North Dakota lawmakers met to discuss the financial impact of legalizing recreational marijuana, in light of an upcoming ballot measure in November. The debate revolved around estimating sales tax revenue and the overall costs of legalization, including social impacts and potential state agency expenses not outlined in the measure.

Tax Commissioner Brian Kroshus provided a rough estimate of $7.281 million in sales tax revenue every two years based on a 5% rate, but acknowledged the speculative nature of the figure. The ballot measure does not specify a tax rate, leaving that decision to the Legislature.

Advocates of the measure presented their own revenue projections, citing an average annual income of $19.46 million from six other states, with a low estimate of $7.65 million. The legislative panel approved estimates of $10.3 million in revenue, $8.3 million in expenditures, and additional costs related to behavioral health and social impacts.

The discussion delved into specific expenses, such as the State Highway Patrol’s projected $4 million expenditure on oral fluid screening devices in anticipation of increased marijuana usage on roadways. Lawmakers questioned the necessity of such a significant expenditure, with some expressing concerns about bias in the cost estimation process.

Senator Jerry Klein noted that for many voters, revenue may not be the determining factor in their decision on the marijuana legalization measure. North Dakota has previously rejected similar measures in 2018 and 2022, while 24 states have already legalized recreational marijuana. The panel also assessed a potential $3.15 billion two-year cost for the state if voters approve a measure to eliminate local property taxes based on assessed value, requiring replacement revenue for local governments.
┄┄┄┄┄┄┄┄┄┄
Required task 1 >>
In the records, multiply every bounding-box coordinate in the answers by 2.15 and round to whole numbers, with halves rounded up. Reproduce only the lines starting with the line containing "Security feed analysis request: locate the decorative" and going on through the line containing "267, 364, 280, 426", with the requests included and left unchanged.
These records are unrelated to the North Dakota article.

Bounding-box annotations for photos >>
┄┄┄┄┄┄┄┄┄┄
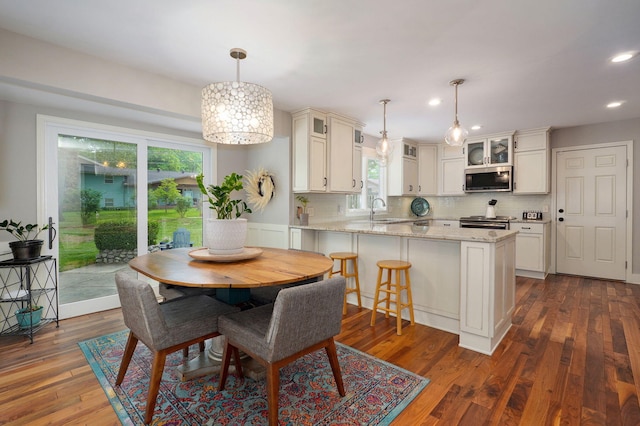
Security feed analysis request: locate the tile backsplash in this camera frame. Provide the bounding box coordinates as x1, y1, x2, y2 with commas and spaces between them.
294, 192, 551, 224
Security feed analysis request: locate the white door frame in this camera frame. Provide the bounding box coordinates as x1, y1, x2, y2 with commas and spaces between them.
550, 141, 640, 284
36, 114, 217, 319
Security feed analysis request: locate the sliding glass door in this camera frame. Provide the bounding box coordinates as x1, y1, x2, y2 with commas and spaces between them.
39, 115, 212, 318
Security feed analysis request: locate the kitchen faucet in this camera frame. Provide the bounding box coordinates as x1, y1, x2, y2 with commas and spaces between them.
369, 198, 387, 222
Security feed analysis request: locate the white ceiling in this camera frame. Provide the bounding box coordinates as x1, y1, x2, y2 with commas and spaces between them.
0, 0, 640, 141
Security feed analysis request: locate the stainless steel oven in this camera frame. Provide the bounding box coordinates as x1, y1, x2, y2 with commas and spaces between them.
460, 216, 515, 229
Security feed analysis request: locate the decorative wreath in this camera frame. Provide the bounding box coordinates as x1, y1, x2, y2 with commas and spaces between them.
245, 168, 276, 210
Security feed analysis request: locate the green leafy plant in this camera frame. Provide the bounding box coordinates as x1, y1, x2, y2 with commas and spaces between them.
296, 195, 309, 213
196, 172, 251, 219
0, 219, 54, 241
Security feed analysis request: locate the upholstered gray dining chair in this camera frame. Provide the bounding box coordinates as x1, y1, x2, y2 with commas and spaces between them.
218, 277, 345, 425
116, 272, 240, 423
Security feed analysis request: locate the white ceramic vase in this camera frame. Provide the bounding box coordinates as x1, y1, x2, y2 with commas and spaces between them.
204, 218, 247, 255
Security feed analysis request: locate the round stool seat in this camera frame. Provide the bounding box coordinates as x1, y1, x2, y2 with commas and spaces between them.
376, 260, 411, 270
371, 259, 415, 336
329, 251, 358, 260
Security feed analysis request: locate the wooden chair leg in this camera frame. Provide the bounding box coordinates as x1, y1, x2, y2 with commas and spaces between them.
218, 337, 232, 391
231, 346, 244, 377
144, 351, 167, 424
116, 332, 138, 386
325, 338, 346, 396
267, 364, 280, 426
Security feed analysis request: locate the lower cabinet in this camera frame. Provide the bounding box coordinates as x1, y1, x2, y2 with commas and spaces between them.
510, 222, 551, 279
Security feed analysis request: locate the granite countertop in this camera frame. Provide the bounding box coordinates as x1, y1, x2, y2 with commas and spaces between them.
509, 219, 551, 223
290, 220, 518, 243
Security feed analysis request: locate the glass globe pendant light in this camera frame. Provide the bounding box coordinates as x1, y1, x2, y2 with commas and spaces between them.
444, 78, 469, 146
376, 99, 393, 166
202, 48, 273, 145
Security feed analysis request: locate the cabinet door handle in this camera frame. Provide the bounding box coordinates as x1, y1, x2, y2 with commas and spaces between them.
49, 216, 58, 250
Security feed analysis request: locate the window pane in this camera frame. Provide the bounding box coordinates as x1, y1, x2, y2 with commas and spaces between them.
147, 147, 203, 250
347, 148, 387, 211
57, 134, 138, 304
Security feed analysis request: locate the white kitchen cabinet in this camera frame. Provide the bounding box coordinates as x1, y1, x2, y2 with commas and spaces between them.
438, 144, 465, 195
465, 132, 513, 169
387, 138, 418, 196
292, 109, 327, 192
513, 128, 551, 194
431, 219, 460, 228
510, 222, 551, 279
418, 145, 438, 195
351, 145, 364, 193
327, 114, 355, 192
460, 238, 515, 355
292, 108, 362, 193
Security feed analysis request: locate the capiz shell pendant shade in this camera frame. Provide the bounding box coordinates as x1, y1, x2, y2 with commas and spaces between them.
202, 48, 273, 145
202, 81, 273, 145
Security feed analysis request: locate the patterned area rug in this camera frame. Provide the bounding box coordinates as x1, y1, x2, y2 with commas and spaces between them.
79, 330, 429, 426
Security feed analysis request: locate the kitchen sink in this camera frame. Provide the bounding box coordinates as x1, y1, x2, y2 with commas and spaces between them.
351, 217, 413, 225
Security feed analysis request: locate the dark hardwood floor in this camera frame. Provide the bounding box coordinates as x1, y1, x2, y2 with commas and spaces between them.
0, 275, 640, 425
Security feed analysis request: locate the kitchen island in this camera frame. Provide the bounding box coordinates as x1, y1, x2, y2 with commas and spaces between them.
290, 220, 517, 355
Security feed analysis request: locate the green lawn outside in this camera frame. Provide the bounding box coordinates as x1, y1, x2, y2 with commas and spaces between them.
58, 208, 202, 271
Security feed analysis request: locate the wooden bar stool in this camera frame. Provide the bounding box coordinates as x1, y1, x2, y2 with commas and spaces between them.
329, 251, 362, 315
371, 260, 415, 336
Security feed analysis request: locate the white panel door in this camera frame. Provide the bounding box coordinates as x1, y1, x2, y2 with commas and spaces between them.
556, 146, 627, 280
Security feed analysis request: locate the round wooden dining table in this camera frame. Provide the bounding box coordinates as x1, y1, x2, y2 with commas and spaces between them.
129, 247, 333, 289
129, 247, 333, 380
┄┄┄┄┄┄┄┄┄┄
Required task 2 >>
Output the passage of the North Dakota article starting with "Tax Commissioner Brian" and going on through "to the Legislature.", word for word.

Correct output 1 >>
Security feed analysis request: locate the decorative wreath in this camera frame. Provide the bounding box coordinates as x1, y1, x2, y2 with commas and spaces between them.
527, 361, 593, 452
Security feed analysis request: locate the green leafy plant in this camera frame. Provide the bounding box coordinates as x1, y1, x2, y2 with commas and spaces between them.
636, 419, 664, 458
421, 370, 540, 471
0, 471, 116, 518
Security feed analysis request: locate the upholstered gray dining chair in this camera frame. Provide the bounding box coordinates as x1, y1, x2, y2 with commas and spaces between them.
469, 596, 742, 914
249, 585, 516, 909
Security feed analysis request: locate the white ceramic vase in this camera frame. Provide the bounding box coordinates as x1, y1, x2, y2 with commas and spaces between them.
439, 469, 531, 548
Security feed analysis request: locate the round stool seat in this camera frame. Provide the bounding box coordinates as x1, y1, x2, y2 with commas and spaces between them.
808, 559, 884, 581
798, 557, 892, 722
707, 540, 770, 559
Security feed analysis request: locate the wooden chair leg in this camera frame. Provide the bounding box coordinates as x1, y1, x2, y2 with commas and spaces between them.
469, 725, 499, 841
497, 744, 525, 811
310, 755, 359, 912
249, 714, 297, 830
699, 727, 744, 851
574, 783, 602, 916

Correct output 2 >>
Tax Commissioner Brian Kroshus provided a rough estimate of $7.281 million in sales tax revenue every two years based on a 5% rate, but acknowledged the speculative nature of the figure. The ballot measure does not specify a tax rate, leaving that decision to the Legislature.